::: Text segment

Posted on by & filed under bookworm, epub, tools.

ePub books are supposed to have a unique identifier: the Dublin Core identifier found in the OPF file. Unfortunately, the ePub spec doesn’t have any mechanism to enforce the uniqueness of the ID, so we live in a world where in fact many many epubs don’t have truly unique identifiers (or indeed, any identifiers at all).

Early in Bookworm’s history we didn’t specifically extract the identifier from the ePub and put it in the database, but we do now, so I can query the state of identifiers in the more recent books.

18,571 epubs in Bookworm have some kind of identifier in the database. Many of these were auto-generated by Bookworm, for example if the book had none at all.

14,735 of these are unique. Most of the duplicates came from earlier versions of Calibre, which simply generated identifiers like “25.” Others are just duplicate copies of the same book, which of course is okay.

There are three truly useful identifier types. I’ll specify these in order of my personal preference:

ISBN

Modern commercial books already have unique identifiers. Convenient! Use the ISBN as your primary ID in the epub if you have it, and be sure to use the correct ISBN for your ebook edition:

<dc:identifier xmlns:dc="http://purl.org/dc/elements/1.1/"
                 id="bookid" 
                 opf:scheme="ISBN">urn:isbn:9780596158347</dc:identifier>

Including the scheme “isbn” in the identifier as well as using the optional opf:scheme attribute allows intelligent reading systems to leverage the ISBN by searching other systems. (1,132 books in Bookworm are courteous in this way.)

::::::

*What you will do*
**a)** In the post on ePub identifiers, how many of the epubs in Bookworm have a unique identifier?
**b)** Please say whether each statement agrees with the post on ePub identifiers, giving yes or no and quoting the words that decide it: (i) The ePub spec has a mechanism that enforces the uniqueness of the identifier. (ii) Most of the duplicate identifiers came from earlier versions of Calibre. (iii) Bookworm has extracted the identifier into its database since early in its history.

::: Entries provided

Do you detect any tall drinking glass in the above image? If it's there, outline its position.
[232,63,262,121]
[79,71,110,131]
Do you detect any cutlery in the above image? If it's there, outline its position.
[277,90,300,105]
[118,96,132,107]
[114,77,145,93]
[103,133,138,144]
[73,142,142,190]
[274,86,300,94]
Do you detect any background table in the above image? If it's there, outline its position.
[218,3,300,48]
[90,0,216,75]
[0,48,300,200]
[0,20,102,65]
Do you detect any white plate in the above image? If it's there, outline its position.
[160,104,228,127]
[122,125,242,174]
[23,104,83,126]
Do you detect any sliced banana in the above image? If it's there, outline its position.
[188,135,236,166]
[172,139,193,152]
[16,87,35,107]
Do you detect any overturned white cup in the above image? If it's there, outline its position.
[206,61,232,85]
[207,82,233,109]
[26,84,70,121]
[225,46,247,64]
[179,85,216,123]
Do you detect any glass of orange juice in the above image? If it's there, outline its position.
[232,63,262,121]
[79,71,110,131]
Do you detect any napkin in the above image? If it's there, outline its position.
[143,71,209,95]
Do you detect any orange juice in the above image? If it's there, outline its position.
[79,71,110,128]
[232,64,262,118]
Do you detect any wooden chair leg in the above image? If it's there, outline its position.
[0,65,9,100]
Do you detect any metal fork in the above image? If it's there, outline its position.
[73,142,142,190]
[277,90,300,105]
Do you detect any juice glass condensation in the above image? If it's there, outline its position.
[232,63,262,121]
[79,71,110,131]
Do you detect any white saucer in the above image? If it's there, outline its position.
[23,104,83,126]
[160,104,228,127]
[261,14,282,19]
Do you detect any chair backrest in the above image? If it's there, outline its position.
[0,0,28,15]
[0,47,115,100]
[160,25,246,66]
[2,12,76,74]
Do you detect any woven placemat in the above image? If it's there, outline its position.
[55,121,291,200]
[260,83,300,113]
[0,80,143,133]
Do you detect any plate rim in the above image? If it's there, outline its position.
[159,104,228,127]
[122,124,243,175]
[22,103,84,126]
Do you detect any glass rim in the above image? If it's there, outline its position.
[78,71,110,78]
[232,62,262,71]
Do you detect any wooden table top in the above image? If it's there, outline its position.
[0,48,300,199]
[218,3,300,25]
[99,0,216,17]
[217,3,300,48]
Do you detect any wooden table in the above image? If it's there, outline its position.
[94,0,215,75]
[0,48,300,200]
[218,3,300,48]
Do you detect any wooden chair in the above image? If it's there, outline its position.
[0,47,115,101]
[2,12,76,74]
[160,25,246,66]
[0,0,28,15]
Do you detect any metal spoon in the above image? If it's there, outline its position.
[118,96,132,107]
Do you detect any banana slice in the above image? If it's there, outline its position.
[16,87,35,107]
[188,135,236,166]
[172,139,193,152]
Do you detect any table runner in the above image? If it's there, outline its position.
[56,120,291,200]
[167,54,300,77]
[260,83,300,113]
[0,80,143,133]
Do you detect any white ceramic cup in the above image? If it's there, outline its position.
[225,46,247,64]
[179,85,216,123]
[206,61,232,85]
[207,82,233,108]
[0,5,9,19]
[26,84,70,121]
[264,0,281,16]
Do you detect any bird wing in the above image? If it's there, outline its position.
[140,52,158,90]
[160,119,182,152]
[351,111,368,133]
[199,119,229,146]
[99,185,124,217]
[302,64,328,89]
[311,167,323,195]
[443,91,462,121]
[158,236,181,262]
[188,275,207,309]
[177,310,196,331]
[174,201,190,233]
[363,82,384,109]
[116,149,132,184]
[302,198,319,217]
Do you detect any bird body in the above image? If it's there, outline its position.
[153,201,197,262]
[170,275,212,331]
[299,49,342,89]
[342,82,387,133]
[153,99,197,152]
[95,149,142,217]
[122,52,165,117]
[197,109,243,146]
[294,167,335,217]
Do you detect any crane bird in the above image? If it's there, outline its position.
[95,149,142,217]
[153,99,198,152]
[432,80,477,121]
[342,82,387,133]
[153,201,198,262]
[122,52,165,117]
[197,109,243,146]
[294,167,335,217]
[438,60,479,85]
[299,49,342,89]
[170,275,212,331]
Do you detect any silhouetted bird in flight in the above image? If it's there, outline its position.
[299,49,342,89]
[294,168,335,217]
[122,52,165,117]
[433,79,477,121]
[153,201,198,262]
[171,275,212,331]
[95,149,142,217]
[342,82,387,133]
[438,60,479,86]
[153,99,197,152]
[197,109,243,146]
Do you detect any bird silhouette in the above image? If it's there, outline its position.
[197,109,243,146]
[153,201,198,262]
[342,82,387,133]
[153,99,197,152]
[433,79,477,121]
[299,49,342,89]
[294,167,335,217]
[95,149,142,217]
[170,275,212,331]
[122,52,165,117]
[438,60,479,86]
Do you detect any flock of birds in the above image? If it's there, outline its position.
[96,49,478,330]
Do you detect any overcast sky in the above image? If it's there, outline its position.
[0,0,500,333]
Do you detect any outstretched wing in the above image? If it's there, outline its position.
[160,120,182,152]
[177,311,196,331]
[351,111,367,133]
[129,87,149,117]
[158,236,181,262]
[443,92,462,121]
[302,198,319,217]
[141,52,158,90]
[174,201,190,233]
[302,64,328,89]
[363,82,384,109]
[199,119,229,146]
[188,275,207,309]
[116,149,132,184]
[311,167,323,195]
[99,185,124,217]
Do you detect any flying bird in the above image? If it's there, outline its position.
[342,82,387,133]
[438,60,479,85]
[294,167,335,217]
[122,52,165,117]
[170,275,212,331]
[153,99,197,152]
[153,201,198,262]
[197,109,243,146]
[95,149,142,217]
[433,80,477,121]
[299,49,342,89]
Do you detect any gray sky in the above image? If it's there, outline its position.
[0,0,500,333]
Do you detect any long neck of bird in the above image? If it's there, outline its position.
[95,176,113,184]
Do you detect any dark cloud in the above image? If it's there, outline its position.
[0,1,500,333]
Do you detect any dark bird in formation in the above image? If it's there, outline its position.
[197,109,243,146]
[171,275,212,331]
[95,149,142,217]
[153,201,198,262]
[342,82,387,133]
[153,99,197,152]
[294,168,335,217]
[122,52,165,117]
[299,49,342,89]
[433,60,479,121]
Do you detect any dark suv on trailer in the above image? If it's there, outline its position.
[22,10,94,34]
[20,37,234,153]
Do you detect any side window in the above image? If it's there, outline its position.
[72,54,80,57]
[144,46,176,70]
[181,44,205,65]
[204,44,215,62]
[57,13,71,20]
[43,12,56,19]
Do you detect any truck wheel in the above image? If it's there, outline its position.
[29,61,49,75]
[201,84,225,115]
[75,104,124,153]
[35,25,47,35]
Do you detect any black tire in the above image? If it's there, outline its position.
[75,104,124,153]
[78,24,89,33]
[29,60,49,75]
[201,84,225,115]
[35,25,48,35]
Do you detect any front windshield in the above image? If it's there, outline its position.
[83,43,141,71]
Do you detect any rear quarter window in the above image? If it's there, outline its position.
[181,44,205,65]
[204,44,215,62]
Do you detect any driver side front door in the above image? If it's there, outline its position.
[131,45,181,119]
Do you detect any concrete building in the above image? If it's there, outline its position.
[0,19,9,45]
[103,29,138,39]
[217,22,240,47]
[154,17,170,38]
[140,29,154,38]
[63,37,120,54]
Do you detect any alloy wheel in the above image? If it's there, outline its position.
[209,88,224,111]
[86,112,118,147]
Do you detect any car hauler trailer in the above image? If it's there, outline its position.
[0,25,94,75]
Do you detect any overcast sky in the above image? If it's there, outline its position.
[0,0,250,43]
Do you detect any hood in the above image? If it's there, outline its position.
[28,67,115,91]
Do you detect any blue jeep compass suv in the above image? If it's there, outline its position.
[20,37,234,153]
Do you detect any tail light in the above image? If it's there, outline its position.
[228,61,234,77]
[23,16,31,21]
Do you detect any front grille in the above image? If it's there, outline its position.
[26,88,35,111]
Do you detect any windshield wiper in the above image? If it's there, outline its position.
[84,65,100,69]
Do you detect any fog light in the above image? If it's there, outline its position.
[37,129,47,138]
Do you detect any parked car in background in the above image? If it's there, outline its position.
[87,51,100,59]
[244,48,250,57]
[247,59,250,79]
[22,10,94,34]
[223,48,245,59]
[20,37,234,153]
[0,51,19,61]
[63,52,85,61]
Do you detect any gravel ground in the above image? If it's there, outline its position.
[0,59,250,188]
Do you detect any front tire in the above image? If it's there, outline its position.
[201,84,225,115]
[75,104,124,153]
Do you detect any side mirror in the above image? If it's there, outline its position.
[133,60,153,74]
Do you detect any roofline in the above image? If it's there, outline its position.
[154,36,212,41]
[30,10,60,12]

::::::

*Responses by task*
**a)** 14,735

**b)**
(i) No: "the ePub spec doesn’t have any mechanism to enforce the uniqueness of the ID"
(ii) Yes: "Most of the duplicates came from earlier versions of Calibre"
(iii) No: "Early in Bookworm’s history we didn’t specifically extract the identifier from the ePub and put it in the database"